__题目 A__
请从下面的条目中挑出所有包含字符串“roof”的行,并原样抄下来。大小写不同的不算。

__选文__
┌──

因此,我们便有必要从哲学的源头处知晓二者的关系。孔子这样解释政治:“政者,正也。”以“正”为核心,可以从古典中国的政治理念与实践中解析出“万物之各正性命”的政道与“自正性命”的治道。而“正也”这一既无主语也无宾语的表述,恰切地融合了“各正性命”与“自正性命”的两个维度。而在其中,“修身作为一种治理活动本身就是个体之人自正性命(政)的环节。”[3](p73)在《子路篇》中,孔子这样勾连了政治—正人—修身:“苟正其身矣,于从政乎何有?不能正其身,如正人何?”在这里,修身成为连接了政治与正人的关键与核心所在。政治在孔子这里,不被单纯地理解为拥有、运用或者参与到某种垄断性的权力之中去。对政治堕入到惟权力论的危险,事实上也是他始终所警惕的。在《为政篇》里有这样一段记载:“或谓孔子曰:‘子奚不为政?’子曰:‘《书》云:‘孝乎惟孝,友于兄弟,施于有政。’是亦为政,奚其为为政?’”从这段对话可以看出来,孔子面对的这个发问者实际上将政治理解为:在政府权力机构中所从事与处理的公共事务。这其实倒是近似于以权力或政府为核心的现代政治论述,这当然也暗含着政治与伦理的相分离。“孝乎惟孝,友于兄弟”,孔子以这些日常的修身活动来回答这个发问者,指出参与政治与人的日常人伦生活间并不存在隔绝,后者也是政治实践之一种。所以,中国古代的政治“是一种泛化的政治,修、齐、治、平,各有其道,均具有政治行动的意义。”[4](p125)《大学》中的“自天子以至于庶人,壹是皆以修身为本”明确地提出,政治之根本落实之处在身体、修身上。在这种政治中,没有政治官职的庶人,并非处于被权力“对象化”的消极境地,也非现代政治意义上的政治参与者(无论如何界定这个参与性),因为就后者而言,这种参与说到底只是仪式化和程序性的,而巴黎公社或者文化大革命中的直接参与式的民主,最终也被证明是不可持久的。

└──

__条目汇总__
┌──

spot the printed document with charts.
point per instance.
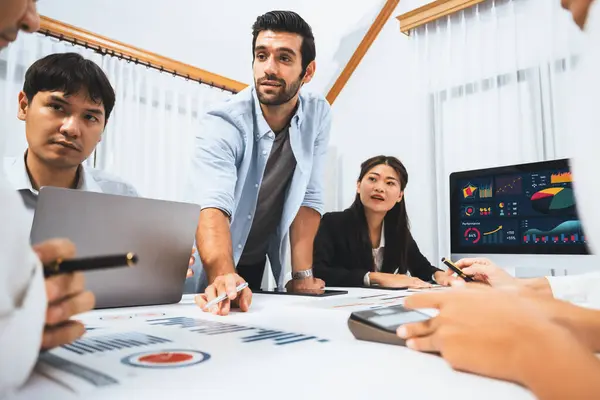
(123, 347)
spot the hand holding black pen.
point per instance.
(61, 266)
(458, 271)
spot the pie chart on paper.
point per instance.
(553, 200)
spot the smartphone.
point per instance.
(379, 325)
(458, 271)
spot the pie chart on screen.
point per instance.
(557, 200)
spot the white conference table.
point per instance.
(341, 368)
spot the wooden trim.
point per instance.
(106, 46)
(363, 47)
(431, 12)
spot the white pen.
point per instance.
(222, 297)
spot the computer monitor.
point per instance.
(521, 215)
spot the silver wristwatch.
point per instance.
(307, 273)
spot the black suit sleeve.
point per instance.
(418, 265)
(328, 264)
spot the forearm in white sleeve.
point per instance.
(22, 294)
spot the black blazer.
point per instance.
(340, 259)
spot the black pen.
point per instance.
(458, 271)
(90, 263)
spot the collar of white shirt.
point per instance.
(16, 172)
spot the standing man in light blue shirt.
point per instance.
(65, 103)
(259, 169)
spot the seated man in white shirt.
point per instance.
(31, 316)
(66, 102)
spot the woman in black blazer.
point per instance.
(370, 242)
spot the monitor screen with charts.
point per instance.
(517, 209)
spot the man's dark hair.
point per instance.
(70, 73)
(287, 21)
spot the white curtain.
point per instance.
(149, 137)
(490, 87)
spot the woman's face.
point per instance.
(379, 189)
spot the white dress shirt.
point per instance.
(22, 293)
(377, 257)
(90, 180)
(583, 289)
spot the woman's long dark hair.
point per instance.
(397, 227)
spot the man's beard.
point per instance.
(286, 93)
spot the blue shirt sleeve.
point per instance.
(314, 197)
(217, 147)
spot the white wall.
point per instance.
(371, 117)
(217, 35)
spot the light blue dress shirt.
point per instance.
(230, 155)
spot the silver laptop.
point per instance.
(160, 232)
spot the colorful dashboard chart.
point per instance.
(512, 185)
(566, 232)
(555, 200)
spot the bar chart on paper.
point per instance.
(250, 334)
(117, 341)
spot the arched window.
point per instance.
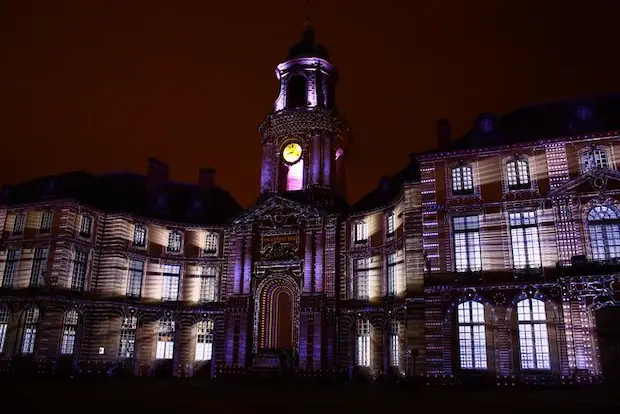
(472, 336)
(518, 174)
(296, 92)
(595, 157)
(69, 331)
(604, 229)
(462, 180)
(165, 339)
(29, 336)
(4, 325)
(533, 337)
(295, 176)
(204, 341)
(362, 337)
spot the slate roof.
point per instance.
(127, 192)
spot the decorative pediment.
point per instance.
(596, 180)
(278, 212)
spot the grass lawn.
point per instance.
(174, 396)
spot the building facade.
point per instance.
(493, 258)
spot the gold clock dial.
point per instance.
(292, 152)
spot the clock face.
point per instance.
(292, 152)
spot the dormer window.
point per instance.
(211, 243)
(175, 239)
(390, 225)
(518, 174)
(462, 180)
(595, 157)
(20, 223)
(46, 222)
(139, 235)
(361, 232)
(86, 225)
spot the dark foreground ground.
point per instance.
(176, 396)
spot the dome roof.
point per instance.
(308, 47)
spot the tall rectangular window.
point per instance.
(128, 337)
(134, 278)
(39, 265)
(46, 222)
(20, 223)
(171, 276)
(533, 336)
(361, 278)
(78, 276)
(524, 238)
(361, 232)
(69, 331)
(466, 236)
(165, 339)
(31, 320)
(4, 325)
(391, 274)
(208, 279)
(204, 341)
(175, 240)
(394, 344)
(10, 268)
(472, 337)
(363, 342)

└──

__题目 B__
根据这篇关于孔子论政治的选文,回答下面的问题:
(i) 孔子用哪句话来解释政治?
(ii) 有人问孔子“子奚不为政”,孔子回答时引用的是哪部书?
(iii) 《大学》里的哪句话明确提出,政治的根本落在修身上?

__正确答案 A__
spot the slate roof.
spot the dome roof.

__正确答案 B__
(i) “政者,正也。”
(ii) 《书》。
(iii) “自天子以至于庶人,壹是皆以修身为本”。